Aufgabenstellung
Zitiere den Text über die Entscheidung des VfGH zu Homosexuellen vollständig und Wort für Wort.

Dokumenttext
Privilegierte Homosexuelle

Denn das BVwG entschied mit einem völlig neuen Argument wieder negativ: im Irak würde auch von Heterosexuellen der Verzicht auf als „ungebührlich angesehene Intimitäten“ erwartet werden; würde man nun von Homosexuellen keinerlei Zurückhaltung im öffentlichen Raum erwarten dürfen, wäre das eine „Privilegierung gegenüber Heterosexuellen“ und wäre auch verfehlt für „andere, sittliche Maßstäbe praktizierende [Gesellschaften], wie die europäische“. Das BVwG geht also offenbar davon aus, dass Homosexualität nichts anderes ist als homosexuelle Handlungen, und offenes Ausleben Sex in der Öffentlichkeit bedeutet, und das eben unsittlich (selbst für Europa) ist. Die Antwort des VfGH darauf ist eindeutig: zuerst hält er unmittelbar nach der Zusammenfassung dieser Argumentation des BVwG fest, dass diese Ausführungen homosexuelle Personen diskriminieren (nicht nur den Beschwerdeführer, sondern allgemein Homosexuelle!), am Ende stellt der VfGH noch in den Raum, dass das BVwG Wohl auch seine Verpflichtung zur Herstellung der Rechtsanschauung des  Höchstgerichts gem. § 87 Abs 2 VfGG verletzt hat.

Inhaltlich verweist er nochmal auf das Urteil des EuGH und dort auf die französische Wortfolge und hält (fast verzweifelt) fest, dass daraus doch „unmittelbar einsichtig und offenkundig“ wird, was gemeint ist: es muss möglich sein, auch in der Öffentlichkeit zur eigenen sexuellen Orientierung zu stehen und sich zu entsprechenden Beziehungen zu bekennen, ohne irgendwie gezwungen zu werden, die sexuelle Orientierung geheim halten zu müssen (RZ 33).

Bereitgestelltes Material
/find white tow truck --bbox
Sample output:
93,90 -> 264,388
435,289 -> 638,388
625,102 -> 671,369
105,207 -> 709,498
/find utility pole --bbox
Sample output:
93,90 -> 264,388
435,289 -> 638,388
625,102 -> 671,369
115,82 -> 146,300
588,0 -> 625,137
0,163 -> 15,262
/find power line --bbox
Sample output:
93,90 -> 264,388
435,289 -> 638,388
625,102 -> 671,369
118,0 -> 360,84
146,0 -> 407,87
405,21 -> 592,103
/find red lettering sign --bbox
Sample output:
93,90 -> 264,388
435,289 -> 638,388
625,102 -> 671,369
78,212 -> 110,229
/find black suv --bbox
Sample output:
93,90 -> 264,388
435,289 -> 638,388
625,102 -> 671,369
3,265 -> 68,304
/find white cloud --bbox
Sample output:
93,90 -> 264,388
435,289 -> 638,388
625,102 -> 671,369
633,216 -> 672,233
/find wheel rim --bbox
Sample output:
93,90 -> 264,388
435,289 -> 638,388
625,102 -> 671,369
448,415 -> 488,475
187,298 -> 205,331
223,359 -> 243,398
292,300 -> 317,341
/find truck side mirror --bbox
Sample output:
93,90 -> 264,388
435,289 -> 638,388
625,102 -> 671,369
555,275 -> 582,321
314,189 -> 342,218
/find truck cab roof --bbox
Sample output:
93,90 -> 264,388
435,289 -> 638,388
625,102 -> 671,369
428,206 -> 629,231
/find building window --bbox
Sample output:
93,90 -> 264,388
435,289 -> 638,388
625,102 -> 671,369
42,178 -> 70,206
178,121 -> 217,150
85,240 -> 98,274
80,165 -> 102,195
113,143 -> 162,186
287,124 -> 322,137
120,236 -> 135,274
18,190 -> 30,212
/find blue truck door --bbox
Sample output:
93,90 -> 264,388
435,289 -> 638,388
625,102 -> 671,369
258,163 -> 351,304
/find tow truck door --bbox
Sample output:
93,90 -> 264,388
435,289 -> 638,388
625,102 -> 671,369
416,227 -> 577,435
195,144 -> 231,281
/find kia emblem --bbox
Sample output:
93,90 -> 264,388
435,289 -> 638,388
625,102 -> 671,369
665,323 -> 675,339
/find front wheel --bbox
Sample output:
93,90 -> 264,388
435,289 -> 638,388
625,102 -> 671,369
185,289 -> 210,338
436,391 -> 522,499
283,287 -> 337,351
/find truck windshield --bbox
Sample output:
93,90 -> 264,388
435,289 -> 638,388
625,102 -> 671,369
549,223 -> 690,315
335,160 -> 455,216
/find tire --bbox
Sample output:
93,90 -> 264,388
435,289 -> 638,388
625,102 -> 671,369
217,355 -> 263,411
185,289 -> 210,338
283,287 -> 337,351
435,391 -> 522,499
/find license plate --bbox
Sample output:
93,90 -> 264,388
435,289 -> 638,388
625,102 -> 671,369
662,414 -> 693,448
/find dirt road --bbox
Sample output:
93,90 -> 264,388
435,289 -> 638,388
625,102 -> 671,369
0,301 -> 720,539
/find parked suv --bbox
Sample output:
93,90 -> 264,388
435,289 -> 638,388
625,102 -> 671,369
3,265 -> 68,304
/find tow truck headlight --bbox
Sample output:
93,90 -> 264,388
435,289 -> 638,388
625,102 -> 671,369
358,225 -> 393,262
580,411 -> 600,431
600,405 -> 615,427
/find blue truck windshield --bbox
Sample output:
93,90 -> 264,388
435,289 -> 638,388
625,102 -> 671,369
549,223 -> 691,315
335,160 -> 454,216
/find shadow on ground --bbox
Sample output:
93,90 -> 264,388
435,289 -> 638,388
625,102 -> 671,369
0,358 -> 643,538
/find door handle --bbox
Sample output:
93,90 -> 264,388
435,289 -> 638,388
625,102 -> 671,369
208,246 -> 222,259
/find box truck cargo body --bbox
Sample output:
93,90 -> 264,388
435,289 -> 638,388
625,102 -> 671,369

Antwortbereich
Privilegierte Homosexuelle

Denn das BVwG entschied mit einem völlig neuen Argument wieder negativ: im Irak würde auch von Heterosexuellen der Verzicht auf als „ungebührlich angesehene Intimitäten“ erwartet werden; würde man nun von Homosexuellen keinerlei Zurückhaltung im öffentlichen Raum erwarten dürfen, wäre das eine „Privilegierung gegenüber Heterosexuellen“ und wäre auch verfehlt für „andere, sittliche Maßstäbe praktizierende [Gesellschaften], wie die europäische“. Das BVwG geht also offenbar davon aus, dass Homosexualität nichts anderes ist als homosexuelle Handlungen, und offenes Ausleben Sex in der Öffentlichkeit bedeutet, und das eben unsittlich (selbst für Europa) ist. Die Antwort des VfGH darauf ist eindeutig: zuerst hält er unmittelbar nach der Zusammenfassung dieser Argumentation des BVwG fest, dass diese Ausführungen homosexuelle Personen diskriminieren (nicht nur den Beschwerdeführer, sondern allgemein Homosexuelle!), am Ende stellt der VfGH noch in den Raum, dass das BVwG Wohl auch seine Verpflichtung zur Herstellung der Rechtsanschauung des  Höchstgerichts gem. § 87 Abs 2 VfGG verletzt hat.

Inhaltlich verweist er nochmal auf das Urteil des EuGH und dort auf die französische Wortfolge und hält (fast verzweifelt) fest, dass daraus doch „unmittelbar einsichtig und offenkundig“ wird, was gemeint ist: es muss möglich sein, auch in der Öffentlichkeit zur eigenen sexuellen Orientierung zu stehen und sich zu entsprechenden Beziehungen zu bekennen, ohne irgendwie gezwungen zu werden, die sexuelle Orientierung geheim halten zu müssen (RZ 33).